___ Text section ___
Forward in the chases, always

The 113.66 P/L front-runner figure is a dated snapshot, but the shape it measures hasn’t changed: five fences, constant turns, a 160-yard run-in and no straight worth the name. Nothing wins a Tramore chase from out the back; take the horse that will be pitched in front past the stands.

🏁

Flag starts reward the streetwise

No stalls means every race starts on a flag — routine for seasoned jumpers, alien to some visitors. Horses with prior flag-start experience break cleaner and take positions on a track where position is everything. Check the form for previous Tramore or bumper starts.

📈

Mullins and Townend, whatever the window

Every dataset gathered — four different sources, four different windows — puts Willie Mullins top among jumps trainers (strike rates from 33% to 43%) and Paul Townend at or near the top of the riders (up to 42%). The New Year’s Day Chase record is the extreme case. The market knows; the strike rates keep paying anyway.

💰

Don’t auto-back favourites in the small chases

One course study finds Tramore a tough track for favourite backers overall — non-handicap chases return almost nothing at level stakes to the market leader. Small fields on a specialists’ track produce false favourites; the course-form horse at a price is the recurring Tramore result.

🌈

January and August are different planets

The New Year’s Day card can go heavy (it did in 2025); the summer festival typically rides good to good-to-yielding with selective watering. Same hill, different sports — weight winter form for stamina and mud, summer form for speed and handiness.

Common Mistakes to Avoid

  • Believing racing still happens on the beach. It hasn’t since the sea destroyed the old Back Strand course in December 1911 — the current track has raced on Graun Hill above the bay since 1912. The view over the strand is the source of the confusion.
  • Conflating the two “Grades.” Tramore is described as a Grade Two racecourse — an IHRB facility classification — while the New Year’s Day Chase is a Grade 3 race. Different systems, one word.
  • Calling Tramore “the only Irish course without stalls.” The flag starts are real and universal here, but Laytown’s stalls status is itself muddled across sources — the superlative can’t be verified, so this page doesn’t use it.
  • Hunting for a graded August feature. The festival’s headline races are rotating sponsored handicaps — no Listed or Graded race was found on any August card, and last year’s feature name rarely survives to this year.
  • Quoting a precise circuit length. Sources run from 7f to 8f with most clustering at 7–7½f — “around seven to seven and a half furlongs” is as precise as the evidence gets.

Tramore Racecourse FAQs

What is the biggest race at Tramore?
___
(Tasks and exercises)
a) In the Tramore racecourse guide, since what year has the current track raced on Graun Hill?
b) Pick up the Tramore racecourse guide where it leaves off and write the next part.
The items that come after the Tramore racecourse guide aren't needed.
___ Data lines ___
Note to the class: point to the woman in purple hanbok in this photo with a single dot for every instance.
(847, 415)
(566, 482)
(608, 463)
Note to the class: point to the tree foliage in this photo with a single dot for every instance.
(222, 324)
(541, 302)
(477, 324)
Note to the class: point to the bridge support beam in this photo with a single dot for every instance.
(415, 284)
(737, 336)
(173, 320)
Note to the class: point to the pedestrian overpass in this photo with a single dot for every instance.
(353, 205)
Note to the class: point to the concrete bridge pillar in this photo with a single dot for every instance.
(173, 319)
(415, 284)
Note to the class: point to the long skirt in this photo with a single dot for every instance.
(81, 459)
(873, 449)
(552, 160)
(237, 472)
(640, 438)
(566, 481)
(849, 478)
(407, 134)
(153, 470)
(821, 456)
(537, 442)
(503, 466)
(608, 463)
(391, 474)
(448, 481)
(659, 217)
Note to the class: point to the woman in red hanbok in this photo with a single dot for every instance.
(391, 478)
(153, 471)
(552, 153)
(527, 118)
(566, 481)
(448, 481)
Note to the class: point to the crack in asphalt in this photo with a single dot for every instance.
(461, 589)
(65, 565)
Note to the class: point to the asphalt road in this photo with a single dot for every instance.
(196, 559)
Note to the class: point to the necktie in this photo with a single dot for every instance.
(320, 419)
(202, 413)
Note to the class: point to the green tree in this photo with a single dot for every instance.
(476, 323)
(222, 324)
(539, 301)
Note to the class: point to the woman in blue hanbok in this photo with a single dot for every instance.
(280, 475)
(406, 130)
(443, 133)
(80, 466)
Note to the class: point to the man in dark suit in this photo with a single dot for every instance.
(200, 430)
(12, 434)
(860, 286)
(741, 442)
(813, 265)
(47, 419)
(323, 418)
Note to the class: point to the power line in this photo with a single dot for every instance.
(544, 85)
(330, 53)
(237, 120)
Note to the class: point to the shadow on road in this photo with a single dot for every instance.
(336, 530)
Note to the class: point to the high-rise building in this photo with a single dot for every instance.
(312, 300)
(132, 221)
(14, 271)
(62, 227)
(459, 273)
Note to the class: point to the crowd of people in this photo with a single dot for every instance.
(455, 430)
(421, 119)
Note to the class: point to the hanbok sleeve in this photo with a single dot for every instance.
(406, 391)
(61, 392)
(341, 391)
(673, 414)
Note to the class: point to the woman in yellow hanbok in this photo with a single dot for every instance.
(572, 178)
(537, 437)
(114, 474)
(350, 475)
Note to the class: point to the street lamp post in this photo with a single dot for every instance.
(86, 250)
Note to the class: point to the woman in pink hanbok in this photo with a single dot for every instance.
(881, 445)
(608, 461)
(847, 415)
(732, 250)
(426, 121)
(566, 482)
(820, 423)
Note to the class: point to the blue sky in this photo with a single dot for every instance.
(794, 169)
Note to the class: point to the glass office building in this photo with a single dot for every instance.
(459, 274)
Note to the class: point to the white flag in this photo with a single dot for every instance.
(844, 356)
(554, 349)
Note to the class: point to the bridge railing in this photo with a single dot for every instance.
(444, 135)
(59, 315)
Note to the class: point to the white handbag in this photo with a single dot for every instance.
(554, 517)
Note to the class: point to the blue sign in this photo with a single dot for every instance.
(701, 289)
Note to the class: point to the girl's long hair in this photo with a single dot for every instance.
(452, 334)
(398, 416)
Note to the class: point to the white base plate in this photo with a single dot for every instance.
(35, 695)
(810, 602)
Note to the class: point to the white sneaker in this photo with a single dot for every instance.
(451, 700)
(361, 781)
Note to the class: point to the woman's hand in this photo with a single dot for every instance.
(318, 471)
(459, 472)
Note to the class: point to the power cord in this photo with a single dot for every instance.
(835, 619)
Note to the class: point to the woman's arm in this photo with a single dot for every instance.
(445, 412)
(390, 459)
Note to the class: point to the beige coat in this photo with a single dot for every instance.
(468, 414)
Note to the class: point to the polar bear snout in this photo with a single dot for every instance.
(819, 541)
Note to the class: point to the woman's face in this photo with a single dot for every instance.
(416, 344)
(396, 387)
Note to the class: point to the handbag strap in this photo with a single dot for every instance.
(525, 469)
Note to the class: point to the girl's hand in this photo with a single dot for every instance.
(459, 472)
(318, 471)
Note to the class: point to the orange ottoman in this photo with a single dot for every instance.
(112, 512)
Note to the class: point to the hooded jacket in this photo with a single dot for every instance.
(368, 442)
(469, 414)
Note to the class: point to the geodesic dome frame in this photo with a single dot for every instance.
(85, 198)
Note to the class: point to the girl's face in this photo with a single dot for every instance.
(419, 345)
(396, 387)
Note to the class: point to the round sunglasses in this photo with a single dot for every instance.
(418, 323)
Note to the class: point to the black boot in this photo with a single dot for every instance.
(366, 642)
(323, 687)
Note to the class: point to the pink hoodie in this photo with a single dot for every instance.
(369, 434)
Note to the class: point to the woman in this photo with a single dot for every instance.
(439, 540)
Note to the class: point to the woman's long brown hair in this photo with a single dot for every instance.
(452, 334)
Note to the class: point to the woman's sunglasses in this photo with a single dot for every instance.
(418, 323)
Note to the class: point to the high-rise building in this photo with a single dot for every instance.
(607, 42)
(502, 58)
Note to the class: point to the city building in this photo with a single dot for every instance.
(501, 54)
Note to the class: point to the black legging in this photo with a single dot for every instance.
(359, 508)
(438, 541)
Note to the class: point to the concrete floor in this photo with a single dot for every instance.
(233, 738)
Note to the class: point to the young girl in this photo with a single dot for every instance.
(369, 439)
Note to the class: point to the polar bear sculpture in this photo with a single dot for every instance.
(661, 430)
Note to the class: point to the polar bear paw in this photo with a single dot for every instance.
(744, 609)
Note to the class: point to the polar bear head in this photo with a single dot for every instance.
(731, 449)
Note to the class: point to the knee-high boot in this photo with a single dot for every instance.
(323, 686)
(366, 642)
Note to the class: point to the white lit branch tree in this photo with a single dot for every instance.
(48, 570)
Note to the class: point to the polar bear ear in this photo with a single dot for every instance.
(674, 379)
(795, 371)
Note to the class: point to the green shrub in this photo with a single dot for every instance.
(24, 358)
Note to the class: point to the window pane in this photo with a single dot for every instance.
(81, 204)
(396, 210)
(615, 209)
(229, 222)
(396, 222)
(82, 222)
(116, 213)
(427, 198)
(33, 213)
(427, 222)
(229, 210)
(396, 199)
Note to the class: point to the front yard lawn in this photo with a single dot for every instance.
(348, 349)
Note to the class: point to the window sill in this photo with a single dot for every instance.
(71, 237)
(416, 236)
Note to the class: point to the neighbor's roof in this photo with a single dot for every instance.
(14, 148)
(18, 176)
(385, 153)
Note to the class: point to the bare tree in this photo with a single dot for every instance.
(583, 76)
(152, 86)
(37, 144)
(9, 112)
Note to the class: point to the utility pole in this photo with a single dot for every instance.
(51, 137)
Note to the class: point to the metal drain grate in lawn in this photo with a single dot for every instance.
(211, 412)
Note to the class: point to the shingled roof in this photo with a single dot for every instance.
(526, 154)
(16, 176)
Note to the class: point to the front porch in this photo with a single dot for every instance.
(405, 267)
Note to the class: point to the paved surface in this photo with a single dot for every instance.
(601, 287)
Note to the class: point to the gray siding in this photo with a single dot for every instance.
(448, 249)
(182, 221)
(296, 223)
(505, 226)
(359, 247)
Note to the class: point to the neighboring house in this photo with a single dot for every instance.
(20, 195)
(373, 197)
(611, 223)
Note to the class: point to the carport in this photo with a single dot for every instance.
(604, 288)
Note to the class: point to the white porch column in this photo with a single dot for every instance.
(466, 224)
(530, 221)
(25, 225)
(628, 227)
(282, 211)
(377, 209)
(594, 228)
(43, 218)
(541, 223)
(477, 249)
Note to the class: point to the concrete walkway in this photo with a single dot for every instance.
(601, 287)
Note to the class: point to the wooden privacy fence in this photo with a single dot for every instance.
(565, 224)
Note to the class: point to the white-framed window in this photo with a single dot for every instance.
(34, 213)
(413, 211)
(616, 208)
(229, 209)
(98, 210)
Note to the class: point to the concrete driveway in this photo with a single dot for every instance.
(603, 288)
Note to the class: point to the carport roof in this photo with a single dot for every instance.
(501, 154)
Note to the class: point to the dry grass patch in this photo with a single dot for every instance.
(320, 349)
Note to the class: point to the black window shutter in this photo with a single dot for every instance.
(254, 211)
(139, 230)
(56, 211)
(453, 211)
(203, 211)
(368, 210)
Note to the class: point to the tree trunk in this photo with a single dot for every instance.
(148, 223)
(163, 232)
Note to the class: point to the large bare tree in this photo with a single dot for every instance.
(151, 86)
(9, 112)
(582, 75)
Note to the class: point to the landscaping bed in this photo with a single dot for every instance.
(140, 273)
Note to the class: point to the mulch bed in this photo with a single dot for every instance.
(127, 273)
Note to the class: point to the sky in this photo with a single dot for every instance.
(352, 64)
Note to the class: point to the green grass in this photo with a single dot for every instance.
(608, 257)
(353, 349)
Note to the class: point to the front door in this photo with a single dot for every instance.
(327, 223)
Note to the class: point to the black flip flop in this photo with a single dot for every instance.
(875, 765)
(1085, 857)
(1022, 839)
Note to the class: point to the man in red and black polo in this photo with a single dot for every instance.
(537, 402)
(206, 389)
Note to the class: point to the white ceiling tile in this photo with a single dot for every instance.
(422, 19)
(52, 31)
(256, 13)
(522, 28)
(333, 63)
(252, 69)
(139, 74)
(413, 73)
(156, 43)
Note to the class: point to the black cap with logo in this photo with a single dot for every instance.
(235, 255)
___
(Answer set)
a) Since 1912.

b)
The O’Driscoll’s Irish Whiskey New Year’s Day Chase — a Grade 3 over 2m6f170y run every 1 January, the traditional opener of the Irish racing year, worth €22,500 to the 2025 winner. Willie Mullins has made it close to personal property: eight of the thirteen runnings to 2024 by one count, and Embassy Gardens added the 2025 renewal on heavy ground. The August Festival is the bigger occasion, but none of its rotating sponsored features carries black type.
Why does Tramore have no draw bias section?
Because it has no draw: there are no starting stalls at Tramore, and every race — Flat included — begins with a flag start. That’s not folklore; it’s in the rider guidance verbatim. The practical angles it creates are real, though: flag-start experience (commonest in jumps-schooled horses) is worth genuine ground at the break, and the pace map matters more here than at almost any Irish track.
What kind of track is Tramore?
Arguably the trickiest in Ireland — Charlie Swan says “probably,” one guide says “possibly the hardest to ride,” and nobody argues. A right-handed circuit of roughly 7–7½ furlongs with no flat parts: uphill on the turn away from the stands, a long downhill run to the second-last (the hardest fence — downhill take-off, climbing landing), then a short, stiff, uphill straight with 160 yards from the last. Five fences per circuit; the hurdle count is genuinely disputed (four or five). Balance and bravery required, in horse and rider.
Does racing still take place on Tramore beach?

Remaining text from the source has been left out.